What you should do> Copy every entry exactly.

Input data>
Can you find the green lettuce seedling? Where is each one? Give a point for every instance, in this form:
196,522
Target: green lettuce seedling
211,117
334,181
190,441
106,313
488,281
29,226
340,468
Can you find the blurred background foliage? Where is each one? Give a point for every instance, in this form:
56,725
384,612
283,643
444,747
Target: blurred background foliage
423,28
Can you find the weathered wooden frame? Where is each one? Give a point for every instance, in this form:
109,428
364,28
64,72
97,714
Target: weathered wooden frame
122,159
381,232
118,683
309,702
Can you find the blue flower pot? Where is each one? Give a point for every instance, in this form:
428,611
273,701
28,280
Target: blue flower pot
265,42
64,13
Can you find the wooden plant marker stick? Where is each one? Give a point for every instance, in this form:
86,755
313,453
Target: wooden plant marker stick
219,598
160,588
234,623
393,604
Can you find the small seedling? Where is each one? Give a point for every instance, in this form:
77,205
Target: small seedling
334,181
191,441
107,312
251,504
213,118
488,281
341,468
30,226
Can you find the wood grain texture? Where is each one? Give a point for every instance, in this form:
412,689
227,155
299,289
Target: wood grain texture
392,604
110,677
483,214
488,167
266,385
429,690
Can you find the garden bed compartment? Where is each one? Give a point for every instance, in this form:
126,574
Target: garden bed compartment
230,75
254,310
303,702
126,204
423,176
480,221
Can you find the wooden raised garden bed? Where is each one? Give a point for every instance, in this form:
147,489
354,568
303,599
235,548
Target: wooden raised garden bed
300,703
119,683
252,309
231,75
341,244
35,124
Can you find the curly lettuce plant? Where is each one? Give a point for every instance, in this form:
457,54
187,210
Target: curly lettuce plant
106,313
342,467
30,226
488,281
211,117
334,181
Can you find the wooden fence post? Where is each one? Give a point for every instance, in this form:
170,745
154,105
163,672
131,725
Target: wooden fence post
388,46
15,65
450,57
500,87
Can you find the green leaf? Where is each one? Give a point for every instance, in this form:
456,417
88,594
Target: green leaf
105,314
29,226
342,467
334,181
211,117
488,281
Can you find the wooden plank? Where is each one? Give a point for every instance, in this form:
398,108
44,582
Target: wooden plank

Task answer>
Can you find the green lettuce seedling? Where is each one? Give a point for every instance, in this form:
196,522
Target: green lettuce seedling
211,117
334,181
190,441
106,313
488,281
29,226
340,468
Can you find the blurred background foliage? Where is each one? Give a point for every instance, in this form:
56,725
384,612
283,643
444,747
Target: blurred background foliage
423,28
Can you find the weathered wooden frame? Where is each one? Give a point for every instance, in this form:
109,428
364,28
64,72
97,714
Target: weathered wooden frame
122,159
381,232
118,683
309,702
Can you find the blue flower pot? Where is each one? Give a point for every instance, in this form:
428,611
273,701
28,280
Target: blue flower pot
265,42
64,13
Can you find the wooden plant marker stick? Where is each one? Give a point for every instance, in this form:
86,755
313,453
Target: wooden plant marker stick
219,598
160,588
234,623
393,604
Can you find the small seedling? Where is each one? Give a point for every instance, in this form:
77,205
Target: small seedling
334,181
191,441
107,312
251,504
213,118
488,281
341,468
30,226
Can you find the wood grain texture? Where is each one? Give a point for every instance, in this form:
412,689
227,155
299,289
Target: wood grain texture
392,604
110,677
483,214
488,167
266,385
429,690
Can you find the garden bed compartment? Where is each one? Give a point for every instance, in this form:
126,574
Target: garden bed compartment
230,75
254,310
303,702
126,204
423,176
480,221
Can you find the wooden raised garden bed? Where is each one? Give a point for every instance, in this form:
147,489
354,568
303,599
235,548
Target: wooden raised garden bed
300,703
119,683
252,309
231,75
341,244
35,124
Can you find the curly lettuce plant? Where is each one? Give a point for every instance, in this form:
457,54
187,210
Target: curly lettuce plant
106,313
342,467
30,226
488,281
211,117
334,181
Can you find the wooden fence post? Where is each one? Give a point for every instance, in this form:
170,745
154,105
163,672
131,725
Target: wooden fence post
388,46
15,65
450,57
500,87
Can you find the green leaf? Where is each one? Give a point for every instance, in this form:
456,417
88,594
Target: green leaf
105,314
29,226
342,467
334,181
211,117
488,281
Can you find the wooden plank? Where is each one? Give a point for every instance, in this form:
398,108
44,582
Target: wooden plank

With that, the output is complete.